Selected excerpt:

§

We have a universe U = {1,2,...,N}. Initially, U is divided into N singleton subsets {{1},{2},...,{N}}.
We want to maintain a collection of disjoint subsets of U (components) to support the following operations.
We could maintain an array Comp[1..N] so that Comp[i] is a unique label identifying the subset that i belongs to. We can check whether two vertices are in the same component in constant time. However, to merge two components, we have to traverse Comp and make the labels of the two components the same. This takes time O(N), which is too expensive --- it will take MN steps across M merges.
Alternatively, for each label (component), we maintain a (linked) list of vertices that have that label. This will not help us much because the size of each component could be about N.
Suppose, in addition, we maintain an array Size that records the size of component. When we merge two components, we merge the smaller component into the larger one --- that is, we change the labels of the smaller component to be the same as the larger one. (For this, we assume that we maintain, for each component, both an array mapping vertices to components and a list of the elements that belong to that component. We use the list to efficiently identify all the vertices in the component to be renamed and update each of them in the array in constant time, so that "find" remains a constant time operation.)
The find operation continues to be constant time.

§

Given data:
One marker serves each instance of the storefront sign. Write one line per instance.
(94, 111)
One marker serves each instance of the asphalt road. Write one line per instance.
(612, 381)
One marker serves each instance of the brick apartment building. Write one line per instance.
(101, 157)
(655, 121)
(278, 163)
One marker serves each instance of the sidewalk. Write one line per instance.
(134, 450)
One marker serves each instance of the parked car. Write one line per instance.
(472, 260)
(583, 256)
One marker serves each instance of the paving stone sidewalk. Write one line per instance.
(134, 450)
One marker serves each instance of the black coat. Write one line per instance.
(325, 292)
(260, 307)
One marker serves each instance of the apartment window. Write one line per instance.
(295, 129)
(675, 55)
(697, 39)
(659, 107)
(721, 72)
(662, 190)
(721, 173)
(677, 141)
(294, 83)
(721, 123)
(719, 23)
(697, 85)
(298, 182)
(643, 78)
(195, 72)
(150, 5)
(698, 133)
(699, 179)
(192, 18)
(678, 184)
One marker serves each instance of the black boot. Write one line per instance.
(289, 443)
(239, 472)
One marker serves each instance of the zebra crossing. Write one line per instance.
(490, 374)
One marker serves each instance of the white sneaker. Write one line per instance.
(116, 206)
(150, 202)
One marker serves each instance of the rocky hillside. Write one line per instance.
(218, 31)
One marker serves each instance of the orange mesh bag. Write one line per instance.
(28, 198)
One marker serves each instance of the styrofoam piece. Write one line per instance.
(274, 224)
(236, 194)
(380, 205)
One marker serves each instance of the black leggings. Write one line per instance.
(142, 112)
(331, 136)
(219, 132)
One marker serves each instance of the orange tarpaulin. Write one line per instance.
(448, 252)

§

Answer these questions about the text above on maintaining disjoint subsets:
(a) How long does it take to merge two components when only the array Comp is kept?
(b) When the Size array is used to merge two components, which component's labels are changed?
(c) How long does the find operation take after that change?

Reply:
(a) O(N) time.
(b) The smaller component's labels are changed to match the larger one.
(c) It stays constant time.